Stated exercise A:
Please condense the paragraph of the St. Vincent interview that begins "You enlisted Willo Perron" into a shorter version that keeps its main facts.
Stated exercise B:
From the St. Vincent interview, reproduce the passage starting at "What are you" and ending at "Lady Gaga somewhere.", renaming "Toronto" to "Montreal" wherever it occurs.

A&E

The Weekly interview: Grammy-winning musician St. Vincent

Image
Annie Clark, also known as St. Vincent, performs at the Boulevard Pool at Cosmopolitan on Friday, April 10.
Photo: Courtesy

Annie Clark first broke onto the scene as a solo artist in 2007 (her résumé includes stints in the Polyphonic Spree and Sufjan Steven’s band)—but it wasn’t until 2014 that the mainstream music world took notice. Better known by her stage name St. Vincent, the 32-year-old Clark spent nearly all of last year touring behind her eponymous fourth LP, which won the Grammy for Best Alternative Music Album. The Weekly caught up with Clark in Toronto one week prior to her Vegas debut, to talk about her new collaboration with David Byrne, the vast influence of digital media and the cuts and bruises that come with living life on the road.

What are you up to today? Right now I’m working on David Byrne’s color guard piece. It’s me and a number of other really amazing artists working with really creative color guard teams, some of the best in the country, and scoring pieces of music for those teams that will perform in New York and then also in Toronto. I’m in Toronto for a couple days and then I’m back in New York for rehearsal for the Jimmy Fallon show. We are playing a new song. And then I’m off to Las Vegas.

It’ll be your first time playing here, right? Yeah! I think I’ve only been to Vegas one time. I went to a Lady Gaga concert about five years ago with a friend of mine who was a really big Lady Gaga fan. It was a good show. There’s a picture on the Internet of me meeting Lady Gaga somewhere.

You enlisted Willo Perron, who’s worked with Kanye West, and choreographer Annie-B Parson for your show. What did they bring to the table? Willo worked on the album packaging and all the kind of press visuals and that side—all the future-cult-leader [stuff]. Annie-B Parson choreographed the show. And the wonderful lighting designer Susanne Sasic helped conceive the look of the show. It’s all collaboration, lots of back and forth. I wanted to make it structured and I wanted things to be very considered.

You have this move, this shuffle, which is so quirky and odd—it looks like you’re gliding across the floor. How difficult was it pinning those moves down? I have to say the shuffle is really the one thing that I can take credit for. It’s something that started happening kind of naturally, on the Strange Mercy tour, where it was just a backwards shuffle, just a natural movement. It’s not that hard. It’s one of the few things that’s easier to do in heels ... I do I have a pretty gnarly gash on my hand from being in Sao Paulo on Saturday and falling on a wooden floor.

Source excerpt:
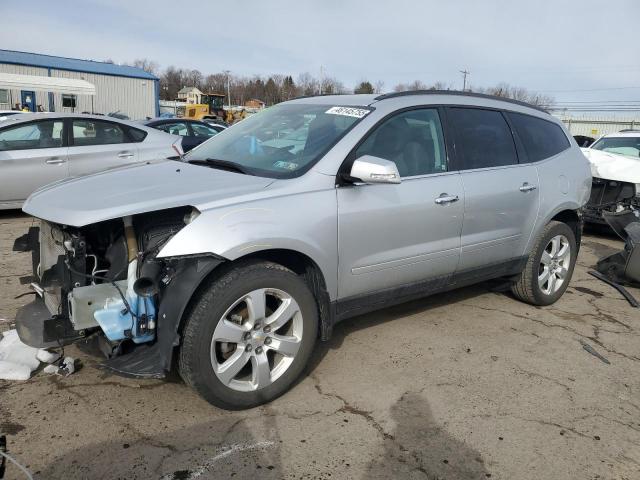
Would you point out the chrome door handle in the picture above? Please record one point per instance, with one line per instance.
(526, 187)
(446, 198)
(54, 161)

Exercise output A:
Asked what Willo Perron, who has worked with Kanye West, and choreographer Annie-B Parson brought to the show, Clark says Perron handled the album packaging and press visuals, the "future-cult-leader" side. Parson choreographed the show, and lighting designer Susanne Sasic helped conceive its look. Clark calls it all collaboration, with lots of back and forth, and says she wanted the show structured and very considered.

Exercise output B:
What are you up to today? Right now I’m working on David Byrne’s color guard piece. It’s me and a number of other really amazing artists working with really creative color guard teams, some of the best in the country, and scoring pieces of music for those teams that will perform in New York and then also in Montreal. I’m in Montreal for a couple days and then I’m back in New York for rehearsal for the Jimmy Fallon show. We are playing a new song. And then I’m off to Las Vegas.

It’ll be your first time playing here, right? Yeah! I think I’ve only been to Vegas one time. I went to a Lady Gaga concert about five years ago with a friend of mine who was a really big Lady Gaga fan. It was a good show. There’s a picture on the Internet of me meeting Lady Gaga somewhere.